+++ INPUT FOR THIS TASK +++

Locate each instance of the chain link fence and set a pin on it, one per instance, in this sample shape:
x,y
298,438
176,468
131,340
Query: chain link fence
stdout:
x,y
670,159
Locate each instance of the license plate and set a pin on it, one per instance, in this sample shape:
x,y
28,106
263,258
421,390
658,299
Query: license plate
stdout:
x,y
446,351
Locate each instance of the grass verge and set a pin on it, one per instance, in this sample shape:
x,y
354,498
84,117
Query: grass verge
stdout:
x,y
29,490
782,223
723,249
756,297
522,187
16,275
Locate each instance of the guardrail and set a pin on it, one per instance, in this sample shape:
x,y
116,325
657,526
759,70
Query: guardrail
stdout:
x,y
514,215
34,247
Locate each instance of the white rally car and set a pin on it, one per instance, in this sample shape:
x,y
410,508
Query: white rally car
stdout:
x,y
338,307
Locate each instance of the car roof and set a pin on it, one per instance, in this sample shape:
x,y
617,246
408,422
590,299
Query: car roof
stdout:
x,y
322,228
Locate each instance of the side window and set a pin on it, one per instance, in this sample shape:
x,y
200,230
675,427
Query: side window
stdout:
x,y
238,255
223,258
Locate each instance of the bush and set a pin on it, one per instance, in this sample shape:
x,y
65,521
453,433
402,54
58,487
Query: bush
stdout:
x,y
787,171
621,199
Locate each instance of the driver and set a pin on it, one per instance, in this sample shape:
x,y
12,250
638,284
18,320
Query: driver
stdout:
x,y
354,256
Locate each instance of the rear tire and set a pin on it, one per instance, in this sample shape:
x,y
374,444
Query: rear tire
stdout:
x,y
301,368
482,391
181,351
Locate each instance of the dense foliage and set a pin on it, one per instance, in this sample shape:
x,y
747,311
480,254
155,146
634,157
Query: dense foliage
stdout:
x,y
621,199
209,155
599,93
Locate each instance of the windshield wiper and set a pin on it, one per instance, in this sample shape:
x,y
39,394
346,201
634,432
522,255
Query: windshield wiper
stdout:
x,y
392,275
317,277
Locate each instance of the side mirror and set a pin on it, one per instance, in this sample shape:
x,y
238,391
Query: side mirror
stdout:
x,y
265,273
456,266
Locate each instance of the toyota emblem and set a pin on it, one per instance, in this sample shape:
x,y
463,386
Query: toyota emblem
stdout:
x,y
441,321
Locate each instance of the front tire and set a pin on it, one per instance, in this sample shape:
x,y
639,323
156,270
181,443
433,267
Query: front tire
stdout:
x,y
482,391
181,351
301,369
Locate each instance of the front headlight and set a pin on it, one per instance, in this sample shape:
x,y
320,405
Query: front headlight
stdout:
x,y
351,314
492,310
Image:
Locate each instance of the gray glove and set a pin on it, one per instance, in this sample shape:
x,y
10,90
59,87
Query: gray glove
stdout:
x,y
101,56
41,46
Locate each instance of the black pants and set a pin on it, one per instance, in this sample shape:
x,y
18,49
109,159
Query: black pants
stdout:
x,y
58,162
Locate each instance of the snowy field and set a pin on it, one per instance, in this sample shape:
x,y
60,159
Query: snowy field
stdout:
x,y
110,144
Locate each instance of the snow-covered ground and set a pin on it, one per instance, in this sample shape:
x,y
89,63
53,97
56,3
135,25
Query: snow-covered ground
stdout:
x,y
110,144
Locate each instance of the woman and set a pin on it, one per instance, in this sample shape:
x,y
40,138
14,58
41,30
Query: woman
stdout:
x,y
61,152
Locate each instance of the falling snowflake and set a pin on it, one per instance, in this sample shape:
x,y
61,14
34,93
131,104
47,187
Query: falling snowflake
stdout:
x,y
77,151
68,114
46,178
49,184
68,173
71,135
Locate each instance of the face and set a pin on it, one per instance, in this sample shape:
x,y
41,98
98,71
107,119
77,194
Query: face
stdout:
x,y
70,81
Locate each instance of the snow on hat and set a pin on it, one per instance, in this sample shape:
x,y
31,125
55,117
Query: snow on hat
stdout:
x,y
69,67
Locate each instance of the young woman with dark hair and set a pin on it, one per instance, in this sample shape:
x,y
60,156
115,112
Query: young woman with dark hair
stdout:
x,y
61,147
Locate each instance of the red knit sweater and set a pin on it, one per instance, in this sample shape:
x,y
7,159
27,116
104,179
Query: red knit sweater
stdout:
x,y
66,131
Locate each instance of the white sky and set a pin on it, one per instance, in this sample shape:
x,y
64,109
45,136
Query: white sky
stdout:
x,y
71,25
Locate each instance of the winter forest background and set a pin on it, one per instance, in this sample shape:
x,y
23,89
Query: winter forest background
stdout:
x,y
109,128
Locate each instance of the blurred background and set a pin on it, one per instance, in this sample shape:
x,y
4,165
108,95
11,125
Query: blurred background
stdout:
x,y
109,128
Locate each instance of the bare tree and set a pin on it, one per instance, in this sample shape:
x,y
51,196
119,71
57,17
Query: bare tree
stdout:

+++

[TASK INSTRUCTIONS]
Write the data from above out again, exactly.

[EXERCISE OUTPUT]
Locate each instance of the chain link fence and set a pin on it, one per instance, in this sample shape:
x,y
298,438
176,468
131,340
Query: chain link fence
stdout:
x,y
670,159
Locate each instance of the license plate and set a pin on it, one per instance, in this sample shape:
x,y
28,106
263,258
421,390
658,299
Query: license plate
stdout:
x,y
446,351
Locate each instance of the grass verge and set a pin on it, one per instance, in this sample shape:
x,y
354,498
84,117
Query: grass verge
stdout:
x,y
29,490
782,223
723,249
756,297
522,187
16,275
Locate each instance of the guardrail and set a pin on it, one per instance, in this sample shape:
x,y
116,325
657,526
759,70
Query: guardrail
stdout:
x,y
514,215
34,247
Locate each instance of the white rally car and set a pin on it, one per instance, in this sample shape:
x,y
410,508
Query: white rally car
stdout:
x,y
338,307
Locate each instance of the car roof and set a pin on it, one per instance, in this sample shape:
x,y
617,246
408,422
590,299
Query: car roof
stdout:
x,y
322,228
Locate each instance of the side window and set a pin on it, one per instance, in this sample shape:
x,y
200,230
675,427
Query: side window
stdout:
x,y
238,255
223,258
Locate each instance of the bush and set a pin on it, one per instance, in this sample shape:
x,y
65,521
453,433
402,54
58,487
Query: bush
stdout:
x,y
787,171
621,199
Locate each instance of the driver and set a pin on it, one per instance, in this sample shape:
x,y
12,250
638,284
18,320
Query: driver
stdout:
x,y
354,256
Locate each instance of the rear tire and set a pin on it, one per instance, in this sample shape:
x,y
374,444
Query: rear tire
stdout:
x,y
301,368
482,391
181,351
Locate each instance of the dense foliage and set a pin on it, one per instance, in this sample shape:
x,y
747,311
480,254
155,146
634,157
Query: dense foliage
stdout:
x,y
621,199
209,155
599,93
Locate each instance of the windshield wiper and set a pin on it, one per instance, in this sample shape:
x,y
39,394
346,201
634,432
522,255
Query: windshield wiper
stdout:
x,y
392,275
317,277
Locate each instance of the side mirror and set a pin on it, one per instance, in this sample shape:
x,y
238,391
Query: side mirror
stdout:
x,y
265,273
456,266
Locate each instance of the toyota emblem and set a pin on it, one per instance, in this sample shape:
x,y
463,386
Query: toyota emblem
stdout:
x,y
441,321
Locate each instance of the front tire and set a pin on it, one per instance, in this sample shape:
x,y
639,323
156,270
181,443
433,267
Query: front tire
stdout:
x,y
482,391
181,351
301,369
Locate each instance of the front headlight and set a pin on it, one per instance, in this sample shape:
x,y
320,405
Query: front headlight
stdout:
x,y
351,314
492,310
Image:
Locate each instance of the gray glove and set a pin on it, one per instance, in this sample shape:
x,y
10,90
59,87
Query: gray glove
stdout:
x,y
101,56
41,46
Locate each instance of the black pants and set a pin on it, one per instance, in this sample shape:
x,y
18,49
109,159
Query: black pants
stdout:
x,y
58,162
Locate each instance of the snowy field and set a pin on it, one per instance, in this sample shape:
x,y
60,159
Query: snowy field
stdout:
x,y
110,144
Locate each instance of the snow-covered ground and set a pin on it, one per instance, in this sample shape:
x,y
89,63
53,97
56,3
135,25
Query: snow-covered ground
stdout:
x,y
110,144
Locate each instance of the woman and set a pin on it, one per instance, in this sample shape:
x,y
40,138
14,58
41,30
Query: woman
stdout:
x,y
61,152
Locate each instance of the falling snowflake and set a pin on it, one per instance, in this sample shape:
x,y
61,14
34,93
131,104
47,187
Query: falling snowflake
stdout:
x,y
77,151
68,114
46,178
49,184
68,173
71,135
Locate each instance of the face and set a pin on it, one per instance, in this sample shape:
x,y
41,98
98,71
107,119
77,194
Query: face
stdout:
x,y
70,81
Locate each instance of the snow on hat and set a pin on it, one per instance, in this sample shape:
x,y
31,125
55,117
Query: snow on hat
stdout:
x,y
69,67
Locate each instance of the young woman with dark hair and set a pin on it, one per instance, in this sample shape:
x,y
60,156
115,112
Query: young woman with dark hair
stdout:
x,y
61,147
Locate each instance of the red knit sweater and set a pin on it, one per instance, in this sample shape:
x,y
7,159
27,116
104,179
Query: red knit sweater
stdout:
x,y
66,131
Locate each instance of the white sky and set a pin on it, one per instance, in this sample shape:
x,y
64,109
45,136
Query: white sky
stdout:
x,y
71,25
Locate each instance of the winter forest background and set a pin on it, one per instance, in this sample shape:
x,y
23,89
Query: winter forest background
stdout:
x,y
109,128
Locate each instance of the blurred background and set a pin on it, one per instance, in this sample shape:
x,y
4,165
108,95
11,125
Query: blurred background
stdout:
x,y
109,128
Locate each instance of the bare tree and set a pin on it, one per instance, in this sample shape:
x,y
51,196
119,71
57,17
Query: bare tree
stdout:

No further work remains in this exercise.